● WRITTEN TASK
Please return every line of the listing below that contains the string "front".

═════ MATERIAL SUPPLIED

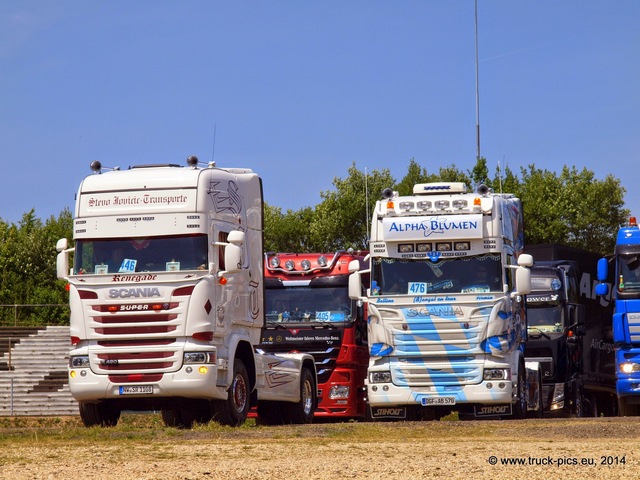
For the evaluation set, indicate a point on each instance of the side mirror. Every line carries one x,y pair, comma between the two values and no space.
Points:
602,270
62,260
355,285
232,252
62,244
602,273
525,260
354,266
523,280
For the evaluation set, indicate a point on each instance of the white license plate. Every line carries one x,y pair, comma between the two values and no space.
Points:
426,401
136,389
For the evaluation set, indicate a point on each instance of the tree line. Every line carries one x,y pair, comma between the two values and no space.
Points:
571,207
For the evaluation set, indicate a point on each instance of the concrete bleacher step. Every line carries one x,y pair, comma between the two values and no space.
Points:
36,383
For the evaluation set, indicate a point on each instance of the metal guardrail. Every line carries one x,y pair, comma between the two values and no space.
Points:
16,308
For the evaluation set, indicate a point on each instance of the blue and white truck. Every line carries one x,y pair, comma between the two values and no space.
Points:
626,317
570,333
446,310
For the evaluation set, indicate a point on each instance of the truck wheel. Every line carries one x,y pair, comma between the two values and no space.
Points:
626,409
234,410
99,414
520,407
302,412
539,410
578,403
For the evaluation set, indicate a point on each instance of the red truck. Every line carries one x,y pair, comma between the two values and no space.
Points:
308,310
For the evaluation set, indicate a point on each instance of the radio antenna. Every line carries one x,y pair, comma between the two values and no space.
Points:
477,91
213,150
366,198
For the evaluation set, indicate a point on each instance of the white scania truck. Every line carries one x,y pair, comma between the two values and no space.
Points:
167,300
446,316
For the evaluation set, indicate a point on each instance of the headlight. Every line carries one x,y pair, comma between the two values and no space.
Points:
199,357
81,361
380,377
629,367
339,391
496,374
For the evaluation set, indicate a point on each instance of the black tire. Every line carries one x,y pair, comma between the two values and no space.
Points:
626,409
234,410
99,414
520,406
538,412
302,411
579,408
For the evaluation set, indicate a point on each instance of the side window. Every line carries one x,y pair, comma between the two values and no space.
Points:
222,237
509,272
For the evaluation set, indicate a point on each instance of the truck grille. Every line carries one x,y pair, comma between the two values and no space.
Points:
437,350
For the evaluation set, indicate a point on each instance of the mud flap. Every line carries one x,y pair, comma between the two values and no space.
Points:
391,413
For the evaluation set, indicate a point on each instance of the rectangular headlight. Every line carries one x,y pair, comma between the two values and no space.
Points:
199,357
629,367
496,374
380,377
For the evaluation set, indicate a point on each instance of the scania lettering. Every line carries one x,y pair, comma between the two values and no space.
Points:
133,292
167,300
569,329
446,318
309,310
625,291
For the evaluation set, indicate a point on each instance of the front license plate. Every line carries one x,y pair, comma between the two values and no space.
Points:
427,401
136,389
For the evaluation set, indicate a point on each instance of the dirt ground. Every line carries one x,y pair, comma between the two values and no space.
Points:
602,448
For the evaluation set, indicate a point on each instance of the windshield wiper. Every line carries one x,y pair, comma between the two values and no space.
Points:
540,331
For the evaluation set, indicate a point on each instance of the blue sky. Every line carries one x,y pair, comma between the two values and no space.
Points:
300,90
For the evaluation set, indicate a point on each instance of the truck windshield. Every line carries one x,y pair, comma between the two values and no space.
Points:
474,274
141,254
303,304
544,318
629,273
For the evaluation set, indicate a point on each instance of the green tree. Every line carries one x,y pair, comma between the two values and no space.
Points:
28,266
342,220
573,208
288,232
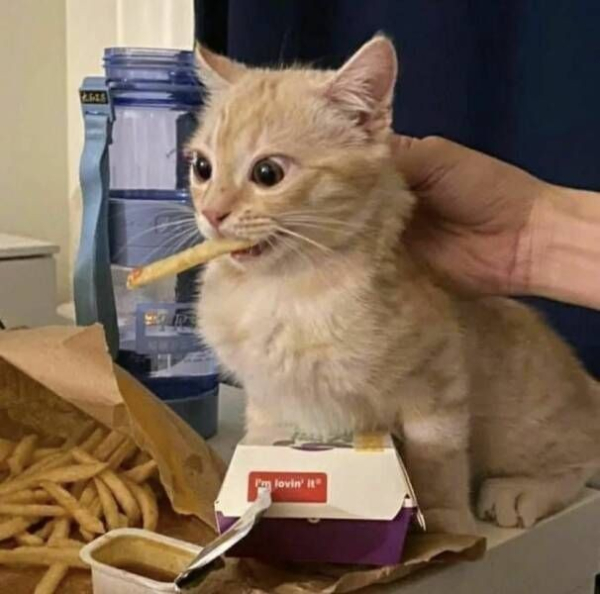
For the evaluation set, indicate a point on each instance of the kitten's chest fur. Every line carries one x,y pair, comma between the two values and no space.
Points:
291,342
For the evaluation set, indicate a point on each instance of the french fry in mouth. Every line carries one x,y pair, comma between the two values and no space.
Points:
199,254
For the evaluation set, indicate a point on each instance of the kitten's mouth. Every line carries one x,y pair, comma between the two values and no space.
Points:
252,252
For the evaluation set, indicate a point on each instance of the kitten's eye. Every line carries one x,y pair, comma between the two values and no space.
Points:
202,167
267,173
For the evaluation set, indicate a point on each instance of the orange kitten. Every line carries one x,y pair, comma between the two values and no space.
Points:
332,327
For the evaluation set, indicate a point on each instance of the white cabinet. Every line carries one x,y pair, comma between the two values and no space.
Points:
27,282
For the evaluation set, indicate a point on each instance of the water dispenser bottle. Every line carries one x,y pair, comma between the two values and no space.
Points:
136,210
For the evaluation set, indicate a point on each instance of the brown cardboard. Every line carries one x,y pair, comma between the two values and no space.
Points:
51,379
64,374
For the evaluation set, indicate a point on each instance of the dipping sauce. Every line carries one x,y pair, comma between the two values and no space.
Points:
144,557
152,572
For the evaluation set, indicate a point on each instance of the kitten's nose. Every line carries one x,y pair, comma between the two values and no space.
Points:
215,217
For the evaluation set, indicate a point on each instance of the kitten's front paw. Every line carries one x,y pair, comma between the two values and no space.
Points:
450,521
514,502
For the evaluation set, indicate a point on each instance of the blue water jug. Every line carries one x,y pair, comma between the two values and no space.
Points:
136,209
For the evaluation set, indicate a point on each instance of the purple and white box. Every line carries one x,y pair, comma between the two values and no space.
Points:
343,500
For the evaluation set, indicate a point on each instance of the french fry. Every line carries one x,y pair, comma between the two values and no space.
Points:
46,530
57,460
67,474
14,526
109,505
26,496
140,474
108,445
147,501
31,509
123,496
120,491
28,539
95,509
56,572
54,575
81,515
65,543
42,453
22,454
41,556
172,265
60,530
88,495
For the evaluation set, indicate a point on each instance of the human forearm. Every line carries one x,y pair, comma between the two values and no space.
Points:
558,255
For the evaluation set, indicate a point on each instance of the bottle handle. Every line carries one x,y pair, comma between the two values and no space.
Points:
92,283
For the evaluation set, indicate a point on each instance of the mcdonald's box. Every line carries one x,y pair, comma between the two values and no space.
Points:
342,500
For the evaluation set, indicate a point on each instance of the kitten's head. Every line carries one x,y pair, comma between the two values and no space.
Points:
291,158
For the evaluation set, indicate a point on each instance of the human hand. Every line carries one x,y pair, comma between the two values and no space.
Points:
473,213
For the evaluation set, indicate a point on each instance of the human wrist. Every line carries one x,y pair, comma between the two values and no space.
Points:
558,252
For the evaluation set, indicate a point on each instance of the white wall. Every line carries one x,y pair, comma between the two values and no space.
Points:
33,132
46,48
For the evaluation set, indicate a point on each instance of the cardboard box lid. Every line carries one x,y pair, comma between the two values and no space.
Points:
360,477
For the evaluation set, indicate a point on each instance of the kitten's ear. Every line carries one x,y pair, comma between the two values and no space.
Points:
216,71
364,85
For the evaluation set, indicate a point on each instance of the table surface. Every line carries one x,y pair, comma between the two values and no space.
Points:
538,545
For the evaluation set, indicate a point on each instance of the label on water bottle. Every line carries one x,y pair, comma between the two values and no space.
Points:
166,328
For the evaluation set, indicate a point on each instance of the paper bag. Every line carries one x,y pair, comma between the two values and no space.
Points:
68,371
51,379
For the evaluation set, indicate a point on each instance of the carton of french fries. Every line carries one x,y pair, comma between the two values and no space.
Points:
85,449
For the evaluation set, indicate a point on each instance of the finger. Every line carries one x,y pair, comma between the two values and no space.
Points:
423,161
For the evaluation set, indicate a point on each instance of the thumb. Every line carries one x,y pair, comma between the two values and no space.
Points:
421,161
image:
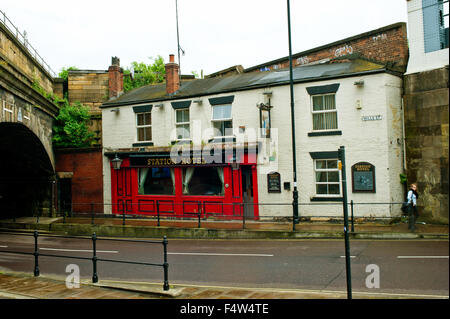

══════════

● TASK RESPONSE
For the evaluation set, indicate a point on each instance of the front license plate. Every line carries one x,y pair, comma between the two values and no space.
For the evaluation set, indicate a point on each instance of the kitten's front paw. Every line carries one x,y pair, comma between the two values and no space.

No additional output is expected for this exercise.